%%
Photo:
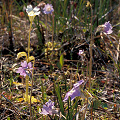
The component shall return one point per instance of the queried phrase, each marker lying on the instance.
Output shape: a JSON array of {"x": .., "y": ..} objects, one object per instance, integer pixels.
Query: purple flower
[
  {"x": 49, "y": 108},
  {"x": 74, "y": 92},
  {"x": 107, "y": 28},
  {"x": 48, "y": 9},
  {"x": 80, "y": 52},
  {"x": 24, "y": 69}
]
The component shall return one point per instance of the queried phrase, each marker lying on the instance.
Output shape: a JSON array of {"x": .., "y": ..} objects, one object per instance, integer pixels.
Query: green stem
[
  {"x": 26, "y": 96},
  {"x": 29, "y": 40}
]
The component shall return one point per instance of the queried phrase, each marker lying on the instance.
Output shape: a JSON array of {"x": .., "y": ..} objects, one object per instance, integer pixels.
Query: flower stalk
[
  {"x": 26, "y": 95},
  {"x": 29, "y": 40}
]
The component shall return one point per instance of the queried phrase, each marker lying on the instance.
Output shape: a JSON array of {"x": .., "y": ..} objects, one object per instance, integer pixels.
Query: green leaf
[
  {"x": 61, "y": 60},
  {"x": 57, "y": 89}
]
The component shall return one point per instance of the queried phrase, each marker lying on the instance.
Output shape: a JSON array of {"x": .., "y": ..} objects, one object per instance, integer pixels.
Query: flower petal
[
  {"x": 29, "y": 8},
  {"x": 24, "y": 64},
  {"x": 36, "y": 9}
]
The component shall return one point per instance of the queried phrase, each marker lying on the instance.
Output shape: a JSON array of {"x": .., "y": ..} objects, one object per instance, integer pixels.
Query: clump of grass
[{"x": 77, "y": 48}]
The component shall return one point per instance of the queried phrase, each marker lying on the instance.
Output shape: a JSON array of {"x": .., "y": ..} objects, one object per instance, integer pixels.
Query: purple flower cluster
[
  {"x": 48, "y": 9},
  {"x": 107, "y": 28},
  {"x": 49, "y": 108},
  {"x": 74, "y": 92},
  {"x": 25, "y": 69}
]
%%
TASK PROMPT
Print the listing again exactly, please. Keep the pictures out of it.

SOLUTION BELOW
Photo:
The component shall return one point per instance of the queried phrase, each marker lying on the instance.
Output shape: a JSON array of {"x": .., "y": ..} objects, one object per instance, integer pixels.
Query: purple flower
[
  {"x": 49, "y": 108},
  {"x": 74, "y": 92},
  {"x": 107, "y": 28},
  {"x": 48, "y": 9},
  {"x": 80, "y": 52},
  {"x": 24, "y": 69}
]
The component shall return one point per instance of the queried phrase, each marker lying on the instance.
Output shape: a JSON array of {"x": .., "y": ..} objects, one object per instance, integer pixels.
Query: green stem
[
  {"x": 26, "y": 96},
  {"x": 29, "y": 40}
]
The component shall return one point per instance of the queried phrase, each marker lying on the instance.
Output shape: a JSON array of {"x": .., "y": ..} objects, one object per instance, integer pixels.
Query: flower stalk
[
  {"x": 26, "y": 95},
  {"x": 29, "y": 40}
]
The component shall return one point per instance of the queried phrase, each marker lying on the instance.
Output shape: a JSON array of {"x": .., "y": ..} objects, one object per instance, integer pixels.
Query: green leaf
[
  {"x": 61, "y": 60},
  {"x": 57, "y": 89}
]
The component shall return one point per instance of the queried phrase, each marker lying on the instance.
Output shape: a JSON array of {"x": .., "y": ..} objects, one object per instance, integer pixels.
Query: flower petal
[
  {"x": 29, "y": 8},
  {"x": 24, "y": 64},
  {"x": 36, "y": 9}
]
The component shall return one point per instance of the queried phrase, each marker lying on the instance.
Output shape: a JSON array of {"x": .., "y": ..} objects, one object per instance, integer pixels.
Query: clump of grass
[{"x": 77, "y": 48}]
The component shall return one point per instance of the queried phrase, each marker lying on the instance.
Output shape: a JSON array of {"x": .., "y": ..} objects, one object per instance, integer pixels.
Query: purple flower cluster
[
  {"x": 48, "y": 9},
  {"x": 107, "y": 28},
  {"x": 49, "y": 108},
  {"x": 74, "y": 92},
  {"x": 25, "y": 69}
]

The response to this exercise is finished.